Task to carry out:
Which lines in the data below contain the string "tree"? Return each of those lines in full, treating the match as case-sensitive.

»»

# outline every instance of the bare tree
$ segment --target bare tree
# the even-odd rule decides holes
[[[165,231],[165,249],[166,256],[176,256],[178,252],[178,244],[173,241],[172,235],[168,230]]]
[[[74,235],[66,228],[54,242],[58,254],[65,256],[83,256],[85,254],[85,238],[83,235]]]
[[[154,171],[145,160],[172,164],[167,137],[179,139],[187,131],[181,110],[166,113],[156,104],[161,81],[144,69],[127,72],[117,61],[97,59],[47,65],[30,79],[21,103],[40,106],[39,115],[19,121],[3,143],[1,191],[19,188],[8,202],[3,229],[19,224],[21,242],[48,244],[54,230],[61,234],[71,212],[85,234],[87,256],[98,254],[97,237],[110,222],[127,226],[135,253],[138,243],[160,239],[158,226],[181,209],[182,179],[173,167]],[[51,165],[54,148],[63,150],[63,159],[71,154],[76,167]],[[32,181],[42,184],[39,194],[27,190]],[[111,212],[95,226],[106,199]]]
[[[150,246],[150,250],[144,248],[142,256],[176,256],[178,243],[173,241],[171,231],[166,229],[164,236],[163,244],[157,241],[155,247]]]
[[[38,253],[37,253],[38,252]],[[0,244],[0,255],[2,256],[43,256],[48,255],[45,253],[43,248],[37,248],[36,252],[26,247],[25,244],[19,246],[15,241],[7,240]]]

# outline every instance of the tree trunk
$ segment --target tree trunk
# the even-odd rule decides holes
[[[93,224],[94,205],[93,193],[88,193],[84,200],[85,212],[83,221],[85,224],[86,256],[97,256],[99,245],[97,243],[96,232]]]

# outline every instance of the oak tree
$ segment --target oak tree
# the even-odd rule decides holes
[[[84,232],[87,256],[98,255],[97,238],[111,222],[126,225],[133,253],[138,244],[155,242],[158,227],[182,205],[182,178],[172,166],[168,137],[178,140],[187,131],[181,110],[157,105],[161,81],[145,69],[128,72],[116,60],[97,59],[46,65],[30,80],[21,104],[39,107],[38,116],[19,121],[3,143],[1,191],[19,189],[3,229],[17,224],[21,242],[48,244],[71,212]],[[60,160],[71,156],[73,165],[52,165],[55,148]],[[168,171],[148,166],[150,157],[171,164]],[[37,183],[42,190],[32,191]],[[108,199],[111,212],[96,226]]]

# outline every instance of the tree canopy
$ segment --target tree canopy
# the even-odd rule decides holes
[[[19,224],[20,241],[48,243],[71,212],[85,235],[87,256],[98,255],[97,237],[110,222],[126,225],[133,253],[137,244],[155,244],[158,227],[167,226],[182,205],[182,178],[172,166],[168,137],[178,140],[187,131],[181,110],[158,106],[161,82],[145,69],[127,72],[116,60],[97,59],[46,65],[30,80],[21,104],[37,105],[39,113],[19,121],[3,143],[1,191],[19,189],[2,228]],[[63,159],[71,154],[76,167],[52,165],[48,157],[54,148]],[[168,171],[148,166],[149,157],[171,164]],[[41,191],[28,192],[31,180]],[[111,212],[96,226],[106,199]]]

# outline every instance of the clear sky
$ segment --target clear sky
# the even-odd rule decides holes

««

Worked solution:
# outline every instance of the bare tree
$ segment --target bare tree
# outline every instance of the tree trunk
$ segment --target tree trunk
# outline every instance of the oak tree
$ segment --target oak tree
# outline every instance of the tree canopy
$ segment --target tree canopy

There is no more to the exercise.